**Data section**.
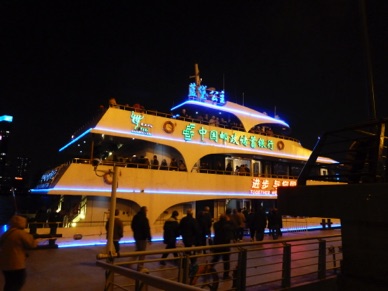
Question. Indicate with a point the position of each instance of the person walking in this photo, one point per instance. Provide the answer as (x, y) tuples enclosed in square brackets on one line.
[(155, 163), (188, 228), (170, 233), (141, 233), (251, 224), (205, 223), (14, 244), (260, 223), (223, 234), (238, 220), (118, 231)]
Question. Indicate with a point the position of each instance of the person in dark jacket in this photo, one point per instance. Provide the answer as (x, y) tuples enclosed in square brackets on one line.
[(118, 231), (141, 232), (275, 223), (13, 246), (260, 223), (188, 228), (205, 223), (223, 234), (170, 233), (251, 224)]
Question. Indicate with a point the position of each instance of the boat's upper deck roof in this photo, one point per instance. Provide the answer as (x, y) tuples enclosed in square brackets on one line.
[(248, 117)]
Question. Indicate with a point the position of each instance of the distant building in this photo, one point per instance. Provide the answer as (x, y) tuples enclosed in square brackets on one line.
[(5, 169)]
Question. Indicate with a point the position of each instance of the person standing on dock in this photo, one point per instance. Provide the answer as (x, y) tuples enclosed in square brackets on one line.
[(188, 228), (170, 233), (13, 246), (205, 224), (141, 233), (118, 231)]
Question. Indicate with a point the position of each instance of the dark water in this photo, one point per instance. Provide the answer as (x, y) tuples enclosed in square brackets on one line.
[(7, 208), (24, 204)]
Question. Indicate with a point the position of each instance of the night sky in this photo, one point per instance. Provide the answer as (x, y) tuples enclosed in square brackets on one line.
[(306, 60)]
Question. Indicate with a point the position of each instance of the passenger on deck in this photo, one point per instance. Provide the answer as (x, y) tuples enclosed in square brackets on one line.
[(182, 166), (173, 165), (118, 231), (141, 233), (155, 163), (163, 165), (170, 234)]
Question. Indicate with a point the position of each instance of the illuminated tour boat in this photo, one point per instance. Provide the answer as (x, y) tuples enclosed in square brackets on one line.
[(210, 152)]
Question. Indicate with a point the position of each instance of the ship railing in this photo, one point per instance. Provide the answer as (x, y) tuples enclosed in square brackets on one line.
[(195, 120), (266, 265), (168, 168)]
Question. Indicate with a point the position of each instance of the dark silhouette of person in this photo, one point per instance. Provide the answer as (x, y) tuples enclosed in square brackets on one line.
[(205, 223), (13, 246), (155, 163), (188, 228), (276, 223), (251, 224), (170, 234), (223, 234), (260, 223), (163, 165), (141, 232), (118, 231), (173, 165)]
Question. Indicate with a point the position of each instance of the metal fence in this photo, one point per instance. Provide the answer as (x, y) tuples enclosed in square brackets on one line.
[(266, 265)]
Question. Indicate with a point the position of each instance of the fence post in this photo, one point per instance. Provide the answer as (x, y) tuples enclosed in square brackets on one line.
[(322, 260), (239, 274), (286, 270), (109, 276)]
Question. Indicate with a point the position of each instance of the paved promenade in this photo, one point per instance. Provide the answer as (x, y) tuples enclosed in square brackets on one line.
[(74, 268)]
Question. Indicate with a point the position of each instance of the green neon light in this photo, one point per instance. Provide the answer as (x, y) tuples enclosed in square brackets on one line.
[(214, 135)]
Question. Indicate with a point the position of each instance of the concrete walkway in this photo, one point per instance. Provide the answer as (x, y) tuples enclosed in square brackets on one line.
[(74, 268)]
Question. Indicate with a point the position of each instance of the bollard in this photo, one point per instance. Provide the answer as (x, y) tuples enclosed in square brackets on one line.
[(323, 223)]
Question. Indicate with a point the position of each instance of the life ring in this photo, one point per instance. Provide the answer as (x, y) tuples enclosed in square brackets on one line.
[(280, 145), (108, 178), (168, 127)]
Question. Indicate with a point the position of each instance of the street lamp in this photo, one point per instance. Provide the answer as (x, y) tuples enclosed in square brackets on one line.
[(110, 247)]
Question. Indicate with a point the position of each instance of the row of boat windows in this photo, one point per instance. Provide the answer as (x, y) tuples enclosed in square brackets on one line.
[(230, 166)]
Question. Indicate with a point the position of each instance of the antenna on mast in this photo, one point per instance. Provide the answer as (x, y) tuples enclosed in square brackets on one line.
[(198, 80)]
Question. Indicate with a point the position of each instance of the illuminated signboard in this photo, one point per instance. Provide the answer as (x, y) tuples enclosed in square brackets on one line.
[(199, 93), (140, 127), (223, 137), (266, 186)]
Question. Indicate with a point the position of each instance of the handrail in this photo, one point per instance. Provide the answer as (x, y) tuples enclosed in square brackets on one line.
[(263, 265), (161, 283)]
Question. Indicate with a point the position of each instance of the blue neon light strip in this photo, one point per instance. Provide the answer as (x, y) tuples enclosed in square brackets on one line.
[(158, 239), (133, 191), (76, 139), (7, 118), (236, 111), (256, 151)]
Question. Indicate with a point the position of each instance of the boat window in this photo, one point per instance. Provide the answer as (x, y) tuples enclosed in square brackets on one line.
[(280, 169)]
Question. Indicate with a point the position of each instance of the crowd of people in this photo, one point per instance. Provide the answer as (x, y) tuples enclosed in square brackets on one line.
[(143, 162), (194, 232)]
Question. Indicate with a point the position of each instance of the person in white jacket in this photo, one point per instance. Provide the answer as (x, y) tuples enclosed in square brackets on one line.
[(14, 244)]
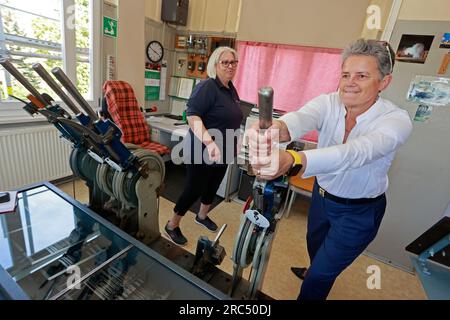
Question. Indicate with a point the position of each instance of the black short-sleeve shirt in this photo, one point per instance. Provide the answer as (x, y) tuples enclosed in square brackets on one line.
[(218, 107)]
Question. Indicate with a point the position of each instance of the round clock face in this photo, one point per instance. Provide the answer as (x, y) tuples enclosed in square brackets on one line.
[(155, 51)]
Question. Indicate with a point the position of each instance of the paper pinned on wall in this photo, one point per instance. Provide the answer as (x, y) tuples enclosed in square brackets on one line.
[(185, 89), (432, 91)]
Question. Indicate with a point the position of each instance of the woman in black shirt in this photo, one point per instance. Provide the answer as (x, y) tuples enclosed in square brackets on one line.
[(214, 115)]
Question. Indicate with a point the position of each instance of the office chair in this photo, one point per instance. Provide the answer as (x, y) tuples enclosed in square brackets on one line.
[(125, 112)]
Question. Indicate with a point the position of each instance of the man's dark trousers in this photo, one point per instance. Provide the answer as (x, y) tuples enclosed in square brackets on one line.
[(337, 234)]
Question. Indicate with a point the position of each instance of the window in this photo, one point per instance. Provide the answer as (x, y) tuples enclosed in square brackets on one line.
[(55, 33)]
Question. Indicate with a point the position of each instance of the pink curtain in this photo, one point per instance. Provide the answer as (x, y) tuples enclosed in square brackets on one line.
[(297, 74)]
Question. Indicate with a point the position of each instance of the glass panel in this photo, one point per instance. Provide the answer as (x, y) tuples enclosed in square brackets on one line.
[(5, 257), (53, 244), (59, 236)]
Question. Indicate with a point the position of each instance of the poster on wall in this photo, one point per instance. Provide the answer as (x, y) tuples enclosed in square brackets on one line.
[(414, 48), (432, 91), (445, 42)]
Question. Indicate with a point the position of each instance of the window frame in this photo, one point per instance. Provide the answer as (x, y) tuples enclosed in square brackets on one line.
[(11, 111)]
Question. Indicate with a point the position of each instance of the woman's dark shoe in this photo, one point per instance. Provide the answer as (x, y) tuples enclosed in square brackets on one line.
[(299, 272), (175, 235)]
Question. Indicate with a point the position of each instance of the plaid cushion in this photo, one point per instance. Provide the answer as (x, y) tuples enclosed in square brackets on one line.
[(125, 112)]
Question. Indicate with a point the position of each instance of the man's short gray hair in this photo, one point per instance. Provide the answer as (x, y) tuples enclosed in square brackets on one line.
[(215, 57), (381, 50)]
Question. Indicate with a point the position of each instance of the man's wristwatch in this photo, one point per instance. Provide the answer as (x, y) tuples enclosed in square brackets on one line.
[(297, 165)]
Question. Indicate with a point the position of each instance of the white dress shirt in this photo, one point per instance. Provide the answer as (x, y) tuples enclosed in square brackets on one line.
[(359, 167)]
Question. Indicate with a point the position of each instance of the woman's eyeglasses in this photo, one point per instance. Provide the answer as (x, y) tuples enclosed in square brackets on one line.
[(226, 63)]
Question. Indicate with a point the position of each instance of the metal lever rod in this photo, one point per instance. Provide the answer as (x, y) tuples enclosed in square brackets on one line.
[(219, 235), (55, 87), (16, 74), (70, 87), (265, 106)]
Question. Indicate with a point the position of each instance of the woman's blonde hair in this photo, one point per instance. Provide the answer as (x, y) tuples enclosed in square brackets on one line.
[(215, 57)]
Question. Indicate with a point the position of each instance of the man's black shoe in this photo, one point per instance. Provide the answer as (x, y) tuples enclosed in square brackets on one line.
[(175, 235), (299, 272), (207, 223)]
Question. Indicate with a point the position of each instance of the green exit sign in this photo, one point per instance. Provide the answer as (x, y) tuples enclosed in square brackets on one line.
[(109, 27)]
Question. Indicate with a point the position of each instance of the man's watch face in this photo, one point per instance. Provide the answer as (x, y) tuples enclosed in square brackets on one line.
[(294, 170)]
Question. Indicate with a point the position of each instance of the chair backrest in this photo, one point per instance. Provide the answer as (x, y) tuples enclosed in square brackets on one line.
[(125, 112)]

**Task objective**. Rescale the lines above, from the first one through the line containing "[(306, 60)]", by copying each request unchanged and multiplying every point coordinate in the answers by 1.55, rounded to whole numbers with halves going up. Leave the pictures out.

**Exercise result**.
Question. Indicate with a point the position of each instance of the person walking in this photo, one point per instance. Provide the answer as (x, y) tuples enclosed in square brackets on one line.
[(240, 253), (291, 353), (264, 361), (219, 361), (389, 347), (318, 346), (22, 378), (403, 346), (346, 363), (369, 341), (183, 358)]
Question. Indicate with a point the position of each instance of the person in dark jacket in this photo, one point per instance. Provide the answer as (x, y) tuples enclosed in square brackets on one line.
[(183, 358), (219, 360), (426, 346), (20, 381), (403, 346), (291, 353), (318, 346), (346, 363), (264, 361), (389, 347)]
Question. Indicate with a point the position of each instance of the boat's upper deck roof in this photo, one point per instance. Provide the answer as (x, y) tuples enclosed in square brackets on one line.
[(384, 181)]
Question. Indicate with a point the position of each instance of the distant building in this photo, one point per instance. Provide the answer as (x, y) tuples enclosed in square brackets on one line.
[(8, 262)]
Question. Indicate with a point the position of each instance of the person standing on dock in this photo, one point per instance. Provide the answer as (x, y) tuples enclosed in square brackets on one line.
[(291, 353), (264, 361), (20, 381), (318, 347), (219, 361), (183, 358)]
Question. Indicate with a point the position of each instance of the dark water in this photo, one point per instance. Provide the answer as (x, y) tuples enclosed in square brackets on one line.
[(11, 322), (37, 316)]
Question. Indicate with a point the position of each instance of the night sky in this photo, one point per instance. Provide the answer as (x, y) tuples enclosed in square brackets on one line.
[(474, 93)]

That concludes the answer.